▸ Set of tasks
1. Answer these questions from the evening dress description:
(a) What color and material is the Swedish mantle?
(b) What is the Veronese toque made of?
(c) What are the shoes made of?
2. Say whether each statement agrees with the evening dress description. Answer yes or no and quote the words that decide it.
(a) The dress has long sleeves.
(b) The necklace and bracelets are opal.
(c) The toque is topped with a plume of black feathers.
3. Write what comes after the last sentence of the evening dress description.

▸ Source excerpt
Newest London and Paris Fashions for December 1824

Evening Dress


DRESS of soft satin or velvet of celestial blue. The border beautifully trimmed with a rich rouleau, entwined with silver cordon, in festoons, with blue rosettes, from whence depend silver tags. A straight rouleau the same as the festoon trimming surmounts the hem at the bottom of the skirt; corsage with the drapery, formed a la Greque, across the bust, and on each side: that across the bust fastened with a rosette in front with silver tags, as in the point formed by the termination of the side draperies, just above the belt, of the same material as the dress. The sleeves are short, and have a rosette on the outside of the arm next the shoulder. Swedish mantle of violet coloured satin, trimmed with white swan’s down, or ermine and lined throughout with white swan’s down, ermine, or levantine. The head dress a Veronese toque of gauze and silver lama, and an ornament, placed obliquely, in front, of finely wrought fillagree silver. The toque surmounted with a plume of white feathers, variegated. Opal necklace and bracelets, &c. White satin shoes.

(Records in a dataset)
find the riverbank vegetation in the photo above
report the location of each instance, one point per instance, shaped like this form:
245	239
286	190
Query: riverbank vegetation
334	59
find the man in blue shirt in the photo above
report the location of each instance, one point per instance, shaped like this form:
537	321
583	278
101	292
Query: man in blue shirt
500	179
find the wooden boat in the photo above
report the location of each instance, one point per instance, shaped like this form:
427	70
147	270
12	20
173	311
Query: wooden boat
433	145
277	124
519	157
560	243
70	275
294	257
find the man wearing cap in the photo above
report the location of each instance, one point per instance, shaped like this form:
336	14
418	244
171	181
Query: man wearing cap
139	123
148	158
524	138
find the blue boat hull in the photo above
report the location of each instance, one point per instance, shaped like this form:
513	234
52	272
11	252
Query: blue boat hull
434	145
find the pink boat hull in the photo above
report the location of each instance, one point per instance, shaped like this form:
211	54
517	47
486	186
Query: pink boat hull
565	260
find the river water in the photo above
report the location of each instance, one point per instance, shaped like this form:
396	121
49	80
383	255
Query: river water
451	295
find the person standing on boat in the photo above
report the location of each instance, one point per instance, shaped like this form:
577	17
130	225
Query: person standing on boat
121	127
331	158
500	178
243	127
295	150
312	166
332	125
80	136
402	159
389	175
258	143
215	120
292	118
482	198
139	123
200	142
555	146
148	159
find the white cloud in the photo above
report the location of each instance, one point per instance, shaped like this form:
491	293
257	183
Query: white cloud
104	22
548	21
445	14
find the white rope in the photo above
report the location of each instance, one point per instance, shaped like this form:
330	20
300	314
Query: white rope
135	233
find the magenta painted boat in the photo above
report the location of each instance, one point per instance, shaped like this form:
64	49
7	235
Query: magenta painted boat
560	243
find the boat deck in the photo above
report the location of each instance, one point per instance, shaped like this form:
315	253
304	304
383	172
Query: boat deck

▸ Task responses
1.
(a) Violet coloured satin.
(b) Gauze and silver lama.
(c) White satin.

2.
(a) No: "The sleeves are short"
(b) Yes: "Opal necklace and bracelets"
(c) No: "The toque surmounted with a plume of white feathers, variegated."

3.
Walking Dress


A pelisse of gros de Naples, the beautiful colour of the beet root, elegantly ornamented with the valuable fur of the lynx, in the most unique and truly novel manner (being the sole invention of Mrs. Bell of St. James’s Street) the fur is not only displayed, like the rouleaux of gros de Naples that divide it, in serpentine wavings, but also formed into beautiful sprigs of the Asiatic tree, supported and surrounded by stalks formed of narrow rouleaux of the same material as the pelisse. A pelerine cape trimmed with lynx fur to correspond. The sleeves en gigot, in point of form, but of more moderate dimensions than on the first appearance of this fashion, and confined at the wrists with broad gold eastern bracelets. A belt of the same material as the pelisse, fastened in front with a gold buckle, wrought in the same pattern as the Indian bars of gold at the wrist. A bonnet of the same colour and material as the pelisse, with fichu lappets, carelessly tied. Large bows, intermingled with black, or very short black feathers playing among the bows, finish this tasteful bonnet. – This unrivalled pelisse is lined throughout with rich white taffety.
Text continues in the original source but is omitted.